Replace "exercise" with "task" in the listing below and give back only its lines from the one that contains "of the silver" through the end of the listing, with nothing else changed.
## start
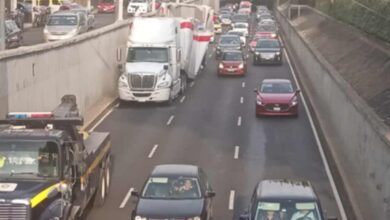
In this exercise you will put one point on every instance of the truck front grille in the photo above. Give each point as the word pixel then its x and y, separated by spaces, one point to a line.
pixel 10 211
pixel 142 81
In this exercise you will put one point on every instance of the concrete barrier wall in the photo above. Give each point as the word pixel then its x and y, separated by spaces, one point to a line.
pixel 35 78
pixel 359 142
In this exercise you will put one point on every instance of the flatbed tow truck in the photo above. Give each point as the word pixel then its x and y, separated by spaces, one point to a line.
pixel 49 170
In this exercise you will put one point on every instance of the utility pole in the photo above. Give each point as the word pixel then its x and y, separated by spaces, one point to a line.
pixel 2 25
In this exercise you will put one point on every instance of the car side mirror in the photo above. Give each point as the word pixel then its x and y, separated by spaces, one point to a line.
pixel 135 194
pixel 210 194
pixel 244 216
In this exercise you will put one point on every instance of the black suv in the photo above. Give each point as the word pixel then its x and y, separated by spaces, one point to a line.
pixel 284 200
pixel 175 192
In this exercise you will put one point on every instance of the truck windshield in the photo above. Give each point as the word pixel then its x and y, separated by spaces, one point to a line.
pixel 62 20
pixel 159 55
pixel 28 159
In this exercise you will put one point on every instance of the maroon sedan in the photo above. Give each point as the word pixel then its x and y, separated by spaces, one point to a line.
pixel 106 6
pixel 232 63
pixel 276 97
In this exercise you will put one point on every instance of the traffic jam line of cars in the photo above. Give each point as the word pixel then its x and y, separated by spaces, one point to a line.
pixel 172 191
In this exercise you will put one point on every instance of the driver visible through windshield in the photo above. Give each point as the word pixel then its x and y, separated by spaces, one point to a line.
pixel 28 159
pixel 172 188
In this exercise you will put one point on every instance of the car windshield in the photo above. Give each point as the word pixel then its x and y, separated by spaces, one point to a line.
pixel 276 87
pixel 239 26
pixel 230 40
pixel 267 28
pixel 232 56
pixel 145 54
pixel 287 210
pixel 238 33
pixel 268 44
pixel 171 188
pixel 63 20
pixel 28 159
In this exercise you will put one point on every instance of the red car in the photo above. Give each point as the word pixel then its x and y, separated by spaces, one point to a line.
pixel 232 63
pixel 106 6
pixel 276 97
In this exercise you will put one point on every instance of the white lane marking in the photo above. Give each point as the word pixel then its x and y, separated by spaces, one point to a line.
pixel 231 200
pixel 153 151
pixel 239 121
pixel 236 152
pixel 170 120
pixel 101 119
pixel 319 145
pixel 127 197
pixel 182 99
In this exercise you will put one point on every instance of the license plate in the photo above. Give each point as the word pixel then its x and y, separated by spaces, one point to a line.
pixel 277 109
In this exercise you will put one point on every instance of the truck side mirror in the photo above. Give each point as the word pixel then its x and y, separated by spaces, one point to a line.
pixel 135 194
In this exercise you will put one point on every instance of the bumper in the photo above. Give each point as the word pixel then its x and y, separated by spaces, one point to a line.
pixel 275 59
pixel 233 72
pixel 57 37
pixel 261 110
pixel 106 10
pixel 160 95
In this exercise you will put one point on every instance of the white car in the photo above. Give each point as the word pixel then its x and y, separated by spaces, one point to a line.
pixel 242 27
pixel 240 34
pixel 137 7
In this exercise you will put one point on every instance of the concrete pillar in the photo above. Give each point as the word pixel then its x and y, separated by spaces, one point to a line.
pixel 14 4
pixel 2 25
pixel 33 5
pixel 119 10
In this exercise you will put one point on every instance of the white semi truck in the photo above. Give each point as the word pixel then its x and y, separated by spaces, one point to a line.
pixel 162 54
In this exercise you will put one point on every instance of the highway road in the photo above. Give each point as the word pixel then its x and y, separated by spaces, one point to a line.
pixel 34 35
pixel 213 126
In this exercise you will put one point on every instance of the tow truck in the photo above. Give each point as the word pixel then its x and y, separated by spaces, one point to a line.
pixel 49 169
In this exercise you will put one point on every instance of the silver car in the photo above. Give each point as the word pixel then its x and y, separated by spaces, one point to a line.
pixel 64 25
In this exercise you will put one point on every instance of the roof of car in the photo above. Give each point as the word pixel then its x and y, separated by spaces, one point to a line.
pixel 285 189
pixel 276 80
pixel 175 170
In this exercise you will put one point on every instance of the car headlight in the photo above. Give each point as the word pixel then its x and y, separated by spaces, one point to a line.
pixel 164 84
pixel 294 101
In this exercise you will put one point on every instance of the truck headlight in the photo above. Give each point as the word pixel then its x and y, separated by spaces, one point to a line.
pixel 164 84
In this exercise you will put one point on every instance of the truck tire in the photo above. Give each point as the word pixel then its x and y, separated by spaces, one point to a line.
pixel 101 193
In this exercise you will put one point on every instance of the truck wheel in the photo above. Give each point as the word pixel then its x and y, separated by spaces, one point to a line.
## end
* **Completed task**:
In this task you will put one point on every instance of the silver car in the photo above. Give each point as the word pixel then its x and y, separated by spaces, one point to a line.
pixel 64 25
In this task you will put one point on every instance of the roof of car in the photo above. Give each point as the word pixel then its x and y, separated by spaces, one point to a line.
pixel 285 189
pixel 276 80
pixel 175 170
In this task you will put one point on every instance of the car headlight in the photo above. Give each point as the word pixel then its x and y, separated by spaces, one point to a line.
pixel 164 84
pixel 294 101
In this task you will put one point on every instance of the truck headlight in the photo above. Give each point as the word pixel then its x and y, separated by spaces, one point to a line.
pixel 164 84
In this task you will put one point on every instance of the truck tire in the photo above. Give each point as the word pixel then its x and y, separated by spaces, one point to a line.
pixel 101 193
In this task you will put one point on every instance of the truck wheel in the photo above. Give each point as the word pixel then its x and y, separated by spaces, one point to a line.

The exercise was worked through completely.